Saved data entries
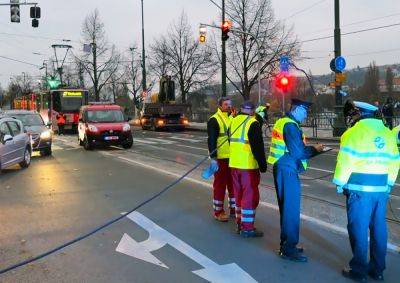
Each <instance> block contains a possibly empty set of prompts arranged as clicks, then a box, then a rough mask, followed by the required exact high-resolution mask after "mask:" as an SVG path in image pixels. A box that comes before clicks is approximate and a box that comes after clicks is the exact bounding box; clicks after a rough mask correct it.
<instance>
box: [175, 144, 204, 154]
mask: <svg viewBox="0 0 400 283" xmlns="http://www.w3.org/2000/svg"><path fill="white" fill-rule="evenodd" d="M175 145H176V146H180V147H186V148H191V149H197V150H203V151H207V152H208V149H206V148H204V147H197V146H190V145H184V144H175Z"/></svg>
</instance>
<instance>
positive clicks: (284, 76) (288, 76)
mask: <svg viewBox="0 0 400 283" xmlns="http://www.w3.org/2000/svg"><path fill="white" fill-rule="evenodd" d="M275 85H276V87H277V88H278V89H280V90H281V91H283V92H287V91H288V90H289V88H291V87H292V85H293V80H292V77H290V76H289V75H288V74H285V73H280V74H279V75H278V76H277V77H276V78H275Z"/></svg>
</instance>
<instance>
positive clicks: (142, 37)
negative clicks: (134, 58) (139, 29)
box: [141, 0, 147, 92]
mask: <svg viewBox="0 0 400 283" xmlns="http://www.w3.org/2000/svg"><path fill="white" fill-rule="evenodd" d="M141 3H142V77H143V78H142V88H143V92H146V91H147V82H146V51H145V42H144V7H143V6H144V5H143V0H141Z"/></svg>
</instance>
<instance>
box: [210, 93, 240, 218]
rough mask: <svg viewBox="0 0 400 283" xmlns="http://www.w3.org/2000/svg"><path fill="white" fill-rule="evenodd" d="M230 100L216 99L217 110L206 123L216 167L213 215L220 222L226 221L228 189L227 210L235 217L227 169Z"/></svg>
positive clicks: (234, 207) (213, 198)
mask: <svg viewBox="0 0 400 283" xmlns="http://www.w3.org/2000/svg"><path fill="white" fill-rule="evenodd" d="M231 109H232V101H231V100H230V99H229V98H221V99H220V100H219V101H218V110H217V113H215V114H214V115H213V116H211V118H210V119H209V120H208V123H207V132H208V150H209V153H210V157H211V158H212V161H211V163H212V164H211V165H212V166H214V167H215V168H218V170H217V172H215V174H214V184H213V207H214V217H215V219H216V220H218V221H221V222H227V221H228V215H227V214H226V213H225V211H224V201H225V193H226V191H228V197H229V210H230V215H231V217H235V196H234V192H233V188H232V175H231V171H230V169H229V136H228V129H229V126H230V124H231V120H232V118H231V117H230V113H231Z"/></svg>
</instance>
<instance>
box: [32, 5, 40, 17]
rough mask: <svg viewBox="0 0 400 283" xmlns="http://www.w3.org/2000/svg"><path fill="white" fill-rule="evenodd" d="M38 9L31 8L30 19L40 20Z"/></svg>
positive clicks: (37, 7) (37, 8) (39, 13)
mask: <svg viewBox="0 0 400 283" xmlns="http://www.w3.org/2000/svg"><path fill="white" fill-rule="evenodd" d="M40 14H41V11H40V7H36V6H35V7H31V19H40V16H41V15H40Z"/></svg>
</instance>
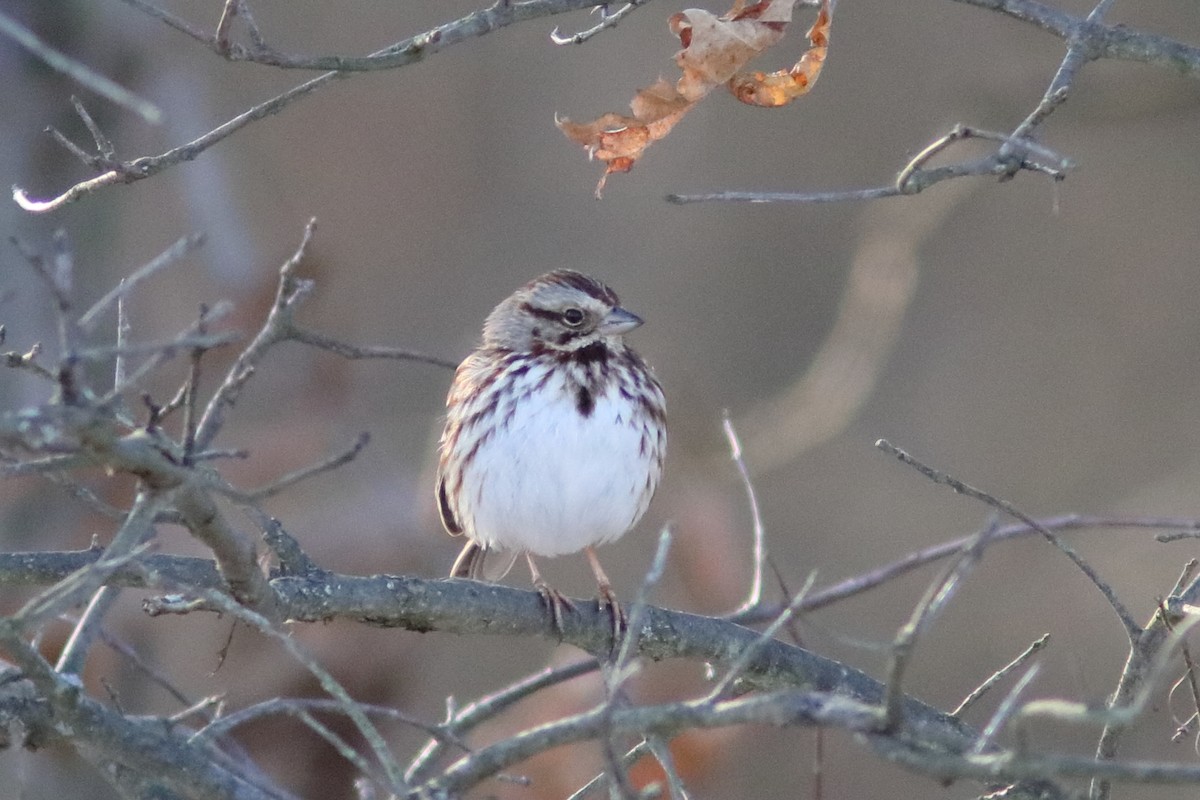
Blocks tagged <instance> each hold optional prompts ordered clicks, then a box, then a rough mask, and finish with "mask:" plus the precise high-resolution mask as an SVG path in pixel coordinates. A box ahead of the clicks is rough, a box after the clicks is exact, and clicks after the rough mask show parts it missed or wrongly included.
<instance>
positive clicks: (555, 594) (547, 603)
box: [533, 581, 575, 638]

Directions> The result should be all the records, retyped exactly, with no pictures among them.

Response to this exercise>
Each <instance> block contains a possibly empty set of prompts arranged as clicks, then a box, then a rough mask, followed by the required exact high-resolution mask after "mask:" as an SVG path in image pixels. A box that comes before clicks is approximate and a box that comes after clicks is the exact bounding box; clicks after a rough mask correct it.
<instance>
box: [175, 144, 204, 154]
mask: <svg viewBox="0 0 400 283" xmlns="http://www.w3.org/2000/svg"><path fill="white" fill-rule="evenodd" d="M175 145H176V146H180V147H186V148H191V149H197V150H203V151H207V152H208V149H206V148H204V147H197V146H190V145H184V144H175Z"/></svg>
</instance>
<instance>
positive clicks: (284, 76) (288, 76)
mask: <svg viewBox="0 0 400 283" xmlns="http://www.w3.org/2000/svg"><path fill="white" fill-rule="evenodd" d="M275 85H276V87H277V88H278V89H280V90H281V91H283V92H287V91H288V90H289V88H291V87H292V85H293V80H292V77H290V76H289V75H288V74H285V73H280V74H279V75H278V76H277V77H276V78H275Z"/></svg>
</instance>
<instance>
positive clicks: (142, 37)
negative clicks: (134, 58) (139, 29)
box: [141, 0, 147, 92]
mask: <svg viewBox="0 0 400 283" xmlns="http://www.w3.org/2000/svg"><path fill="white" fill-rule="evenodd" d="M141 3H142V77H143V78H142V88H143V92H146V91H147V82H146V51H145V42H144V7H143V6H144V5H143V0H141Z"/></svg>
</instance>
<instance>
box: [210, 93, 240, 218]
rough mask: <svg viewBox="0 0 400 283" xmlns="http://www.w3.org/2000/svg"><path fill="white" fill-rule="evenodd" d="M230 100L216 99L217 110L206 123L216 167L213 215L220 222L226 221L228 189L227 210L235 217L227 169Z"/></svg>
positive clicks: (234, 207) (213, 198)
mask: <svg viewBox="0 0 400 283" xmlns="http://www.w3.org/2000/svg"><path fill="white" fill-rule="evenodd" d="M231 109H232V101H231V100H230V99H229V98H221V99H220V100H219V101H218V110H217V113H215V114H214V115H213V116H211V118H210V119H209V120H208V123H207V132H208V150H209V153H210V157H211V158H212V161H211V163H212V164H211V165H212V166H214V167H215V168H218V170H217V172H215V174H214V184H213V207H214V217H215V219H216V220H218V221H221V222H227V221H228V215H227V214H226V213H225V211H224V201H225V193H226V191H228V197H229V210H230V215H231V217H235V196H234V192H233V188H232V175H231V171H230V169H229V136H228V129H229V126H230V124H231V120H232V118H231V117H230V113H231Z"/></svg>
</instance>
<instance>
box: [32, 5, 40, 17]
rough mask: <svg viewBox="0 0 400 283" xmlns="http://www.w3.org/2000/svg"><path fill="white" fill-rule="evenodd" d="M38 9L31 8L30 19L40 20Z"/></svg>
positive clicks: (37, 7) (37, 8) (39, 13)
mask: <svg viewBox="0 0 400 283" xmlns="http://www.w3.org/2000/svg"><path fill="white" fill-rule="evenodd" d="M40 14H41V11H40V7H36V6H35V7H31V19H40V16H41V15H40Z"/></svg>
</instance>
Blocks tagged <instance> each hold optional prompts ordered clicks, then a box, then a rough mask, and finish with "mask:" plus the precise high-resolution mask as an SVG path in pixel coordinates. A box ahead of the clicks is rough, a box after the clicks is exact, and clicks after the rough mask show parts it missed or wrongly included.
<instance>
positive clicks: (555, 594) (547, 603)
box: [533, 581, 575, 638]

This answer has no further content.